Bespoke Front Door investigates a principle of modern design.
‘Truth to materials’ is a straightforward concept to explain and much more difficult to apply in practice. It came to the fore in the nineteenth century and is particularly associated with the work of Augustus Pugin, William Morris and the Arts and Crafts Movement as a whole. Its simplest requirement is that designers should not disguise, hide or contradict the nature of the materials they are using. The architect Charles Voysey (1857-1941) and the sculptor Henry Moore (1898-1986) both took as their starting point the need to understand the nature and possibilities of the materials they were using. Voysey valued simplicity over ornamental complexity. His designs had a straightforward functional logic which generated richness without the artificial complexity beloved by the Victorians.
“Stone is stone and wood is wood,” insisted Moore in the 1930s, and to make them look like anything else was, he said, “coming down to the level of a stage conjuror.” Now a front door is, well, simply a door you might say and a person does not have to be a skilled designer or an expert on materials to tell, at a glance, what material a door is made from. The form it takes in detail is largely determined by the properties of the materials used in its construction.
One of these Victorian front doors is an early twentieth century original, made from wood and bevelled, float, glass. The other is a late twentieth century generic intruder, mass-produced in uPVC with added double-glazing. There are no prizes for guessing which is which.

WORK ORDER 1
List every person the passage on truth to materials names.
WORK ORDER 2
In the passage on truth to materials, what did Voysey value over ornamental complexity?
WORK ORDER 3
Carry on the passage on truth to materials from its last sentence.

STORED DATA
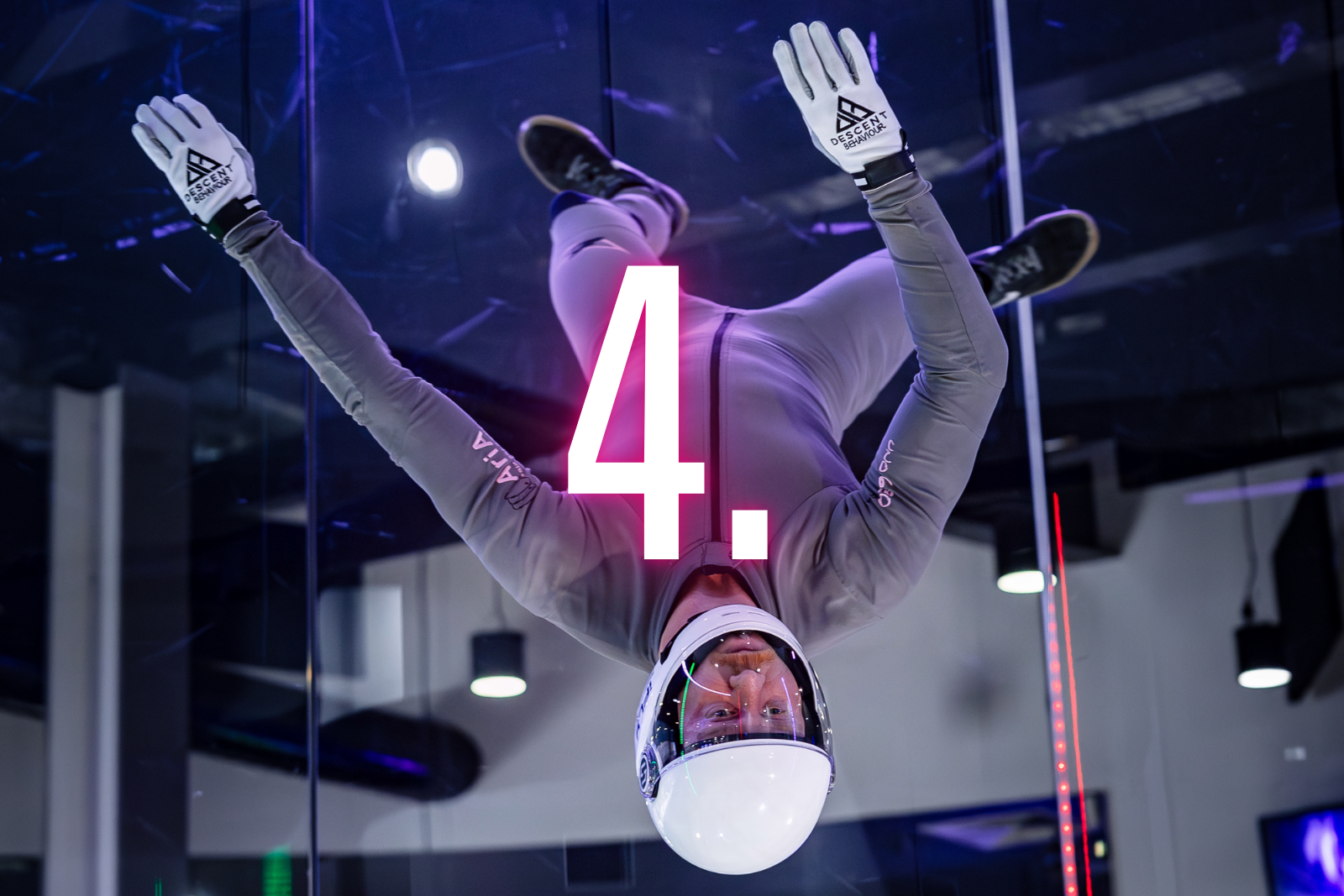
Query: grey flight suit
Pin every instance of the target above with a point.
(765, 398)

ANSWER SPACE 1
Augustus Pugin, William Morris, Charles Voysey, Henry Moore

ANSWER SPACE 2
Simplicity.

ANSWER SPACE 3
uPVC or, to give it its proper name, ‘unplasticized polyvinyl chloride’, is a versatile and durable low-maintenance material which is resistant to many chemicals and to oxidation by water. Unlike timber, it does not rot or biologically decompose and it retains its shape in normal climatic temperatures. A superb material for making doors, you might think.
uPVC doors are made up from extruded sections which have an intricate beauty hidden within themselves which is, sadly, not apparent in the finished product. The tragedy of uPVC doors is that their designs invariably imitate the lines of traditional timber doors and fail lamentably. In comparison with timber doors they look clumsy, phoney and badly proportioned. There is, it seems, as yet no uPVC aesthetic and try as hard as they might, the imperative to imitate wood makes uPVC doors always look as if they are made of plastic. It’s high time someone applied ‘truth to materials’ and came up with a uPVC door which was honestly proud to be plastic.